### EXERCISE INSTRUCTIONS
Retype each line of the material below verbatim.

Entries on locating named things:
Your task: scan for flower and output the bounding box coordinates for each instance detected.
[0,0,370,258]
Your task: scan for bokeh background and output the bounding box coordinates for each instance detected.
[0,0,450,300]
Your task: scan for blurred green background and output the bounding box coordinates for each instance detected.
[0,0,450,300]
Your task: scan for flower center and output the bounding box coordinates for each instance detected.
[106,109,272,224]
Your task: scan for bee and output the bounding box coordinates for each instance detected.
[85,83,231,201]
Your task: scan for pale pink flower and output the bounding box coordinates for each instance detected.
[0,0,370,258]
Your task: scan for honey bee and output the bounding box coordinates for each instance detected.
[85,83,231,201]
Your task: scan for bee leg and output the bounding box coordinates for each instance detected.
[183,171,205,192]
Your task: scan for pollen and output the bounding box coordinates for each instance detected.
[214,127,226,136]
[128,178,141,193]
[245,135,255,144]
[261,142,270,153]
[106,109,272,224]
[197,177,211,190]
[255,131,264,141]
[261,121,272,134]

### RESULT OF THE TASK
Your task: scan for flower and output the bounding box coordinates for each instance detected.
[0,0,370,258]
Your task: scan for bokeh background and output the bounding box coordinates for each instance detected.
[0,0,450,300]
Your task: scan for blurred green background and output the bounding box coordinates for each instance detected.
[0,0,450,300]
Your task: scan for flower center and output the bounding box coordinates for each instance detected.
[106,109,272,224]
Your task: scan for bee and output the bounding box coordinates for each instance detected.
[85,83,231,201]
Your task: scan for pale pink flower and output the bounding box coordinates for each instance detected.
[0,0,370,258]
Your task: scan for honey bee and output the bounding box coordinates for each instance detected.
[85,83,231,201]
Your task: scan for bee leg and output the bounding box coordinates for each instance detected.
[183,171,205,192]
Your task: scan for pollen and output the bounding box coordinates for each instance detected.
[214,127,226,136]
[128,178,141,193]
[245,135,255,144]
[261,142,270,153]
[106,109,272,224]
[197,177,211,190]
[255,131,264,141]
[261,121,272,134]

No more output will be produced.